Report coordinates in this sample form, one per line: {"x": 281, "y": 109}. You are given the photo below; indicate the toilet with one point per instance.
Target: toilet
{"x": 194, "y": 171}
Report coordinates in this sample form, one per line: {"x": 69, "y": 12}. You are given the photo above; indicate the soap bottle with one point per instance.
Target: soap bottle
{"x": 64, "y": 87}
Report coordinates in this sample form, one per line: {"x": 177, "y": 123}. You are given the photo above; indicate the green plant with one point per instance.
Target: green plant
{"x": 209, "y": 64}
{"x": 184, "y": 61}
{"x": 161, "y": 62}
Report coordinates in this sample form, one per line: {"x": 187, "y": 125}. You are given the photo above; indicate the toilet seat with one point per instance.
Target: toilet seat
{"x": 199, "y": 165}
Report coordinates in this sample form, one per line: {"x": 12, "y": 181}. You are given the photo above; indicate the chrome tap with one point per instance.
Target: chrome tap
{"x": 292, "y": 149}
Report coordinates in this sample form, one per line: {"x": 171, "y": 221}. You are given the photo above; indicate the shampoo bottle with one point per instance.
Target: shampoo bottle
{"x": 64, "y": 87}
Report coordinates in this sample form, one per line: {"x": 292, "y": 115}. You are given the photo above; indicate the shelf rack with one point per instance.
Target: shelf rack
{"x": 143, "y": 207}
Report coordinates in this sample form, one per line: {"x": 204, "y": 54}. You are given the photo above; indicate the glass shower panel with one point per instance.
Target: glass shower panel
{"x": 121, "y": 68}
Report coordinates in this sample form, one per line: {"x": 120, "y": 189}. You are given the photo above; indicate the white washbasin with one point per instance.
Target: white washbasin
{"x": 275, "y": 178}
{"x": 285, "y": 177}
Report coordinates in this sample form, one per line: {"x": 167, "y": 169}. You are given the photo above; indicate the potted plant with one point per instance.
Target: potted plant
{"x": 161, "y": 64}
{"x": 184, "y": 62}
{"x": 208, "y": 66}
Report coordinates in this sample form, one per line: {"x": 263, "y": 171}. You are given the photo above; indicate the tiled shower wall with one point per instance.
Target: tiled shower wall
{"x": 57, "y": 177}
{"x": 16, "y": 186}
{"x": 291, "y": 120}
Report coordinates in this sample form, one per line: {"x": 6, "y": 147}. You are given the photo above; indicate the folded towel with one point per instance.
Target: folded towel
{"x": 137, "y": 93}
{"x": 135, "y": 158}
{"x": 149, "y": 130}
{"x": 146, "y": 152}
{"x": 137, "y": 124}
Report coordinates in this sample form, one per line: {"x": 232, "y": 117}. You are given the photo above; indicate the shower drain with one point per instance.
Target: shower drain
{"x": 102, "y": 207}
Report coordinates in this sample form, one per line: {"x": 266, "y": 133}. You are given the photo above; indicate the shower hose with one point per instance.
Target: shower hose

======

◆ Prompt: Write out the data again from the line that has "drain with one point per instance." through the end, swapping "shower hose" for "shower head" and leaving everything else as it is.

◆ Response below:
Report coordinates in this sample form, one per line: {"x": 232, "y": 117}. You are given the photo above; indicate the shower drain with one point per instance.
Target: shower drain
{"x": 102, "y": 207}
Report coordinates in this sample form, one per line: {"x": 266, "y": 133}. You are given the photo above; indicate the shower head with one point per instance.
Target: shower head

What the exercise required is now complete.